# [Your task]
Extend the journal abstract on market indeterminacy below, picking up right after its final sentence.

Academic journal article Journal of Corporation Law

Market Indeterminacy

Academic journal article Journal of Corporation Law

Market Indeterminacy

Article excerpt

Abstract

"Market indeterminacy" is the inability to determine whether asset prices are efficient or inefficient, that is, whether or not asset prices fully and immediately reflect available information, such that no investor can earn abnormal expected returns by trading on available information at current prices. Market indeterminacy pervades asset markets because we lack reasonably precise models of "correct" prices, sometimes called models of "fundamental value," against which we can compare observed asset prices to detect efficiency and inefficiency. Arbitrageurs face market indeterminacy as well, so there is little reason to think that professional arbitrage will inevitably drive prices to fundamental values. Market indeterminacy casts doubt on the usefulness of the market efficiency concept in law and policy. For example, contrary to current practice, there is insufficient scientific basis to characterize some markets as efficient, and others as inefficient for purposes of the fraud-on-the-market theory of securities law. Market indeterminacy also undermines the reliability of event studies in some litigation and policy applications, and makes it hard to regulate financial markets.

# [Information shown]
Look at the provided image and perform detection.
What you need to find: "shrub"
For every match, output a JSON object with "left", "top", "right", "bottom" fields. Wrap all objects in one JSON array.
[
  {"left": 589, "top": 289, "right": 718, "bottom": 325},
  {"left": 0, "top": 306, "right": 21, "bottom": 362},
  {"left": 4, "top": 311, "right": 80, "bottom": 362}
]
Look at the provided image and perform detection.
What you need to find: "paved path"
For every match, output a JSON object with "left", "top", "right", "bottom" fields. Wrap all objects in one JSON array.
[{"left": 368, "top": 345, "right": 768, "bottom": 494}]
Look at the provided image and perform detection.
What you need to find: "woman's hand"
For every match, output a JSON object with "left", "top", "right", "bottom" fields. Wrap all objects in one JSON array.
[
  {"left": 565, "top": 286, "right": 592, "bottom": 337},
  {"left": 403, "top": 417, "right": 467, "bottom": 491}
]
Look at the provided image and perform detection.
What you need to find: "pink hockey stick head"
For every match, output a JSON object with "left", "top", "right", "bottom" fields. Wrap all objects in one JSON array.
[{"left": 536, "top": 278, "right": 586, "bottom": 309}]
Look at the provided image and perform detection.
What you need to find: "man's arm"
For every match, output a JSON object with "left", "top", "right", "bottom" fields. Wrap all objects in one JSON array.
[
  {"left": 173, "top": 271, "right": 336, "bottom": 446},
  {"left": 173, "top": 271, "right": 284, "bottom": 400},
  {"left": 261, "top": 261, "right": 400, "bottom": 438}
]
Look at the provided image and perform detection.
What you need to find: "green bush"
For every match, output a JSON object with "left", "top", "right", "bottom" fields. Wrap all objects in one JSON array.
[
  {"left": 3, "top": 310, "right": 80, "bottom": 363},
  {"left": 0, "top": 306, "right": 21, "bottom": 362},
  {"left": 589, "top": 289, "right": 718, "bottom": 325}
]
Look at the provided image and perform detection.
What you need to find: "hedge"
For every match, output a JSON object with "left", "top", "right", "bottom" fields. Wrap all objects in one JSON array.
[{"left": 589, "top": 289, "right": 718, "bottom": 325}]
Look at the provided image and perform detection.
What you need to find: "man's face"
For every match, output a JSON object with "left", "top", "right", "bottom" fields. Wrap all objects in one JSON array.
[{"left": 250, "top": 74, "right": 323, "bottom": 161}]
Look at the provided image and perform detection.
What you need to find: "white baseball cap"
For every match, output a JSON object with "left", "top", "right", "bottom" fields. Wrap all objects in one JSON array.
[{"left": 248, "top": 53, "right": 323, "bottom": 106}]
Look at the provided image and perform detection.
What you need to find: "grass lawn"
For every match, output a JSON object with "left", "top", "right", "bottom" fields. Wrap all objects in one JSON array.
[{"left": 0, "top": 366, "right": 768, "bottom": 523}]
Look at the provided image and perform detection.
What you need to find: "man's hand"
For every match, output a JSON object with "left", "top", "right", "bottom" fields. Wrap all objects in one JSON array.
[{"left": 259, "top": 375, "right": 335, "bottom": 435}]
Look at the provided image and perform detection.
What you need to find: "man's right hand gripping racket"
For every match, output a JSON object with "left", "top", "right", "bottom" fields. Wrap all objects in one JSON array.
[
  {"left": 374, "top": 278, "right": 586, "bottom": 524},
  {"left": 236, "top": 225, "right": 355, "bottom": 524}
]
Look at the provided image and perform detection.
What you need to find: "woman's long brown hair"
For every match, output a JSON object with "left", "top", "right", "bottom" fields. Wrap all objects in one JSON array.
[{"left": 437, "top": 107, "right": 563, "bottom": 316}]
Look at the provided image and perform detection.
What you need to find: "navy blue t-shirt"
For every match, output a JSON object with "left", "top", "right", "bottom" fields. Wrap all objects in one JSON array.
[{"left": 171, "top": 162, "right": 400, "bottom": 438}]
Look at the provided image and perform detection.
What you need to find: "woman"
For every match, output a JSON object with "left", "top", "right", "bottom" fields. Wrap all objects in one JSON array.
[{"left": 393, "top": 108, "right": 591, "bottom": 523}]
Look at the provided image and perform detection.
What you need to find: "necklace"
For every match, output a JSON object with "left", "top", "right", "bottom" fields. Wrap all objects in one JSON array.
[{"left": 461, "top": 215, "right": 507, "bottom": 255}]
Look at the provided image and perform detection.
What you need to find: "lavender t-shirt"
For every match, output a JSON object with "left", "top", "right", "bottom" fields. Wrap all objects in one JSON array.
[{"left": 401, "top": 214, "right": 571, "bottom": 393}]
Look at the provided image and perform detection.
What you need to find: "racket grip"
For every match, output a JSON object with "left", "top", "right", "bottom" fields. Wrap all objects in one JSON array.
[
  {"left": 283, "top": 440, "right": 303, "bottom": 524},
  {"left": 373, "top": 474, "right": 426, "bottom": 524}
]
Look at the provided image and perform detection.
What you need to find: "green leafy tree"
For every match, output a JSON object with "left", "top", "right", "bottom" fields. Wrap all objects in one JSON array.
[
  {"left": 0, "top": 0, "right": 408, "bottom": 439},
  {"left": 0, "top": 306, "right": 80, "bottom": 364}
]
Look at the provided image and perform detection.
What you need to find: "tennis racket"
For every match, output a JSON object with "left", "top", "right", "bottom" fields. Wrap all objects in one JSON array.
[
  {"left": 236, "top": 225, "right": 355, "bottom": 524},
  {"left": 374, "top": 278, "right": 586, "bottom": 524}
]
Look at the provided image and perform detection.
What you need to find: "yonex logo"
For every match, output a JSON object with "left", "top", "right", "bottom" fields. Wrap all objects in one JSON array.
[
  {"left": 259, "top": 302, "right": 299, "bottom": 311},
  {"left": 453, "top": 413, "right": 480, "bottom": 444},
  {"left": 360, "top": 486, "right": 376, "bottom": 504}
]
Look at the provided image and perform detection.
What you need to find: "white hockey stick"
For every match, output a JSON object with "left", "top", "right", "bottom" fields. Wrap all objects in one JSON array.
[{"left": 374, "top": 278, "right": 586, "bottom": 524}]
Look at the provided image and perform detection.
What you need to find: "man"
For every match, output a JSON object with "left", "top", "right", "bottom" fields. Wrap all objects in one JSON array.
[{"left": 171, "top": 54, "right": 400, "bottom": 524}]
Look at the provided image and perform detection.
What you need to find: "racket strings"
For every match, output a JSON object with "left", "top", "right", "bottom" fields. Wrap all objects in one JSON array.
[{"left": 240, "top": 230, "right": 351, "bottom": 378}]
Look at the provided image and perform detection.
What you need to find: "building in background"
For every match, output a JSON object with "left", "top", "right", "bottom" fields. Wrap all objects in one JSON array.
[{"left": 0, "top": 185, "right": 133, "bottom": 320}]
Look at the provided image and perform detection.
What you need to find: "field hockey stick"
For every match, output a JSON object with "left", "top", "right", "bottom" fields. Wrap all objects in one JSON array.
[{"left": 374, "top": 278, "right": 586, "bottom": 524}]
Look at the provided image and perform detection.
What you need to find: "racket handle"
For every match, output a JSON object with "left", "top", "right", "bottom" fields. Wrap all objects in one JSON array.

# [Response to the exercise]
I. INTRODUCTION

Ronald Gilson and Reinier Kraakman wrote The Mechanisms of Market Efficiency at the end of an optimistic time for market efficiency proponents. ' For academic lawyers able to wade through the financial economics literature in the early 1980's, the field offered theoretical and empirical achievements with numerous apparent implications for corporate and securities law.2 In the midst of this intellectual gold rush, Gilson and Kraakman showed commendable prudence, stopping to ask a basic but important question: "What makes the market efficient when it appears to be so?"3 Without an answer to that elementary question, various proposed legal reforms supported by the supposed "fact" of market efficiency might accidentally interfere with the processes that presumably caused prices to be efficient in the first place.4

With the benefit of twenty years of hindsight, Gilson and Kraakman's inquisitiveness remains impressive, but the focus of their concern-How do we explain the "fact" of market efficiency?-seems less vital.5 As the 1980's progressed, much empirical evidence began to undermine the efficient markets paradigm. The "certain anomalies" that Gilson and Kraakman dismissed in 1984 soon became a torrent.6 The U.S. stock market crash of 1987 and the quick rebound that followed caused many to be unsure whether prices were "efficient" at most points in time, even prices of the largest and most liquid stocks. The rise and fall of the Japanese stock market generated more skepticism about market efficiency.7 In the early 1990's, academic economists began to develop theoretical models that asked the almost heretical question whether arbitrage was actually powerful enough to keep prices efficient.8 The empirical death of the widely accepted Capital Asset Pricing Model (and its ubiquitous "market beta" measure of risk) followed by 1992.9 The stock market's high valuation of internet and technology stocks in the late 1990's contributed greatly to skepticism of efficient markets theory. The same market's decline in 2000-2002 put a large dent in the financial security of many stock market investors (including foreign investors) taught to believe that market prices were efficient and reliable signals of investment value.10 Considering developments since 1984, the "fact" of market efficiency may hardly seem factual at all.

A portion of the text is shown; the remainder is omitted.